[Data supplied]:
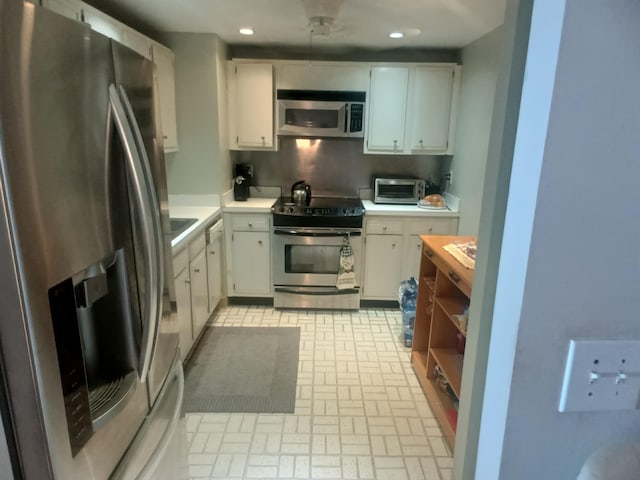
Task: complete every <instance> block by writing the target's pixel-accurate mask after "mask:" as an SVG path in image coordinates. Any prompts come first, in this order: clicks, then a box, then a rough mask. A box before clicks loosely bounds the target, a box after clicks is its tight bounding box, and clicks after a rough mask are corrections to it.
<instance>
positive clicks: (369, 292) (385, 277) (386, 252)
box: [363, 235, 402, 300]
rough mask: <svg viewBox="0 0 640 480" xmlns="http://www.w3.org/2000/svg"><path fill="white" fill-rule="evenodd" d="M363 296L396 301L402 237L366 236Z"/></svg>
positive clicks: (401, 264) (370, 297) (400, 269)
mask: <svg viewBox="0 0 640 480" xmlns="http://www.w3.org/2000/svg"><path fill="white" fill-rule="evenodd" d="M364 255H365V266H364V285H363V290H364V292H363V296H364V297H365V298H378V299H386V300H397V298H398V287H399V286H400V281H401V278H400V276H401V274H402V235H367V237H366V241H365V253H364Z"/></svg>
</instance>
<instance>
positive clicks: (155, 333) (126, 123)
mask: <svg viewBox="0 0 640 480" xmlns="http://www.w3.org/2000/svg"><path fill="white" fill-rule="evenodd" d="M109 99H110V104H111V110H112V112H113V118H114V120H115V124H116V129H117V131H118V133H119V135H120V139H121V141H122V145H123V148H124V152H125V156H126V159H127V162H126V165H127V168H128V170H129V174H130V176H131V180H132V182H133V184H134V186H135V191H134V192H133V193H134V195H133V196H134V200H135V202H136V204H137V205H138V208H139V210H140V211H139V214H140V218H141V220H142V236H143V242H144V244H145V245H147V248H146V249H145V252H144V259H145V261H144V264H145V265H144V272H145V279H146V288H145V298H144V305H143V321H144V323H145V327H146V328H145V329H144V332H143V341H142V350H141V352H140V358H141V369H140V379H141V381H143V382H144V381H145V380H146V378H147V375H148V373H149V367H150V365H151V357H152V351H153V345H154V343H155V338H156V333H157V332H156V330H157V324H158V314H159V308H158V305H159V300H160V299H159V298H158V289H159V287H158V286H161V285H162V282H161V278H162V277H160V276H159V274H160V273H161V271H160V269H161V267H160V268H158V264H159V261H158V257H159V255H160V254H159V253H158V248H157V245H158V243H157V233H156V228H155V226H156V223H158V220H157V219H154V213H153V212H154V210H153V207H152V205H151V204H152V203H154V199H155V191H154V193H153V195H149V193H148V179H147V175H146V173H145V171H144V168H143V162H142V159H141V158H140V155H141V152H140V148H139V147H138V144H137V142H136V138H135V136H134V131H133V128H132V125H131V122H130V121H129V120H130V119H129V118H127V114H126V112H125V109H124V106H123V102H122V98H121V97H120V95H119V94H118V90H117V89H116V87H115V85H113V84H112V85H110V86H109ZM155 203H156V205H157V202H155ZM160 265H161V264H160ZM149 287H152V288H149Z"/></svg>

[Exercise goal]:
If an entry contains an image, print the rest of that entry exactly and leave the image out.

[Reply]:
Task: complete every <instance> block by writing the target's pixel-accurate mask after "mask:" as an SVG path in image coordinates. Any prompts come first, in this order: clicks, then a box, then a rough mask. A box before clicks loosely bounds the target, a box after clicks is its tight bounding box, and clicks after a rough mask are corrections to it.
<instance>
positive clicks: (369, 292) (385, 277) (386, 252)
box: [363, 235, 402, 300]
rough mask: <svg viewBox="0 0 640 480" xmlns="http://www.w3.org/2000/svg"><path fill="white" fill-rule="evenodd" d="M363 296L396 301L402 237L366 236Z"/></svg>
positive clicks: (401, 264) (370, 297) (400, 269)
mask: <svg viewBox="0 0 640 480" xmlns="http://www.w3.org/2000/svg"><path fill="white" fill-rule="evenodd" d="M364 255H365V266H364V285H363V290H364V292H363V296H364V297H365V298H378V299H386V300H397V298H398V287H399V286H400V281H401V278H400V276H401V274H402V235H367V237H366V241H365V253H364Z"/></svg>
</instance>
<instance>
positive clicks: (155, 333) (126, 123)
mask: <svg viewBox="0 0 640 480" xmlns="http://www.w3.org/2000/svg"><path fill="white" fill-rule="evenodd" d="M109 99H110V104H111V110H112V112H113V118H114V120H115V124H116V129H117V131H118V133H119V135H120V139H121V141H122V145H123V148H124V152H125V156H126V159H127V162H126V165H127V168H128V170H129V174H130V176H131V180H132V182H133V184H134V186H135V191H134V192H133V193H134V195H133V196H134V200H135V202H136V204H137V205H138V208H139V210H140V211H139V214H140V218H141V220H142V236H143V242H144V244H145V245H147V248H146V249H145V252H144V259H145V261H144V264H145V265H144V272H145V279H146V288H145V298H144V305H143V321H144V323H145V327H146V328H145V329H144V332H143V341H142V350H141V352H140V358H141V369H140V379H141V381H143V382H144V381H145V380H146V378H147V375H148V373H149V367H150V365H151V357H152V351H153V345H154V343H155V338H156V333H157V332H156V330H157V324H158V314H159V308H158V305H159V300H160V299H159V298H158V289H159V287H158V286H161V285H162V282H161V278H162V277H160V276H159V274H160V273H161V271H160V269H161V267H160V268H158V264H159V261H158V257H159V255H160V254H159V253H158V248H157V245H158V243H157V233H156V228H155V226H156V223H158V220H157V219H154V213H153V212H154V210H153V207H152V205H151V204H152V203H154V199H155V191H154V193H153V195H149V193H148V179H147V175H146V173H145V171H144V168H143V162H142V159H141V158H140V155H141V152H140V148H139V147H138V144H137V142H136V138H135V136H134V131H133V128H132V125H131V122H130V121H129V120H130V119H129V118H127V114H126V112H125V109H124V106H123V102H122V98H121V97H120V95H119V94H118V90H117V89H116V87H115V85H113V84H112V85H110V86H109ZM155 203H156V205H157V202H155ZM160 265H161V264H160ZM149 287H152V288H149Z"/></svg>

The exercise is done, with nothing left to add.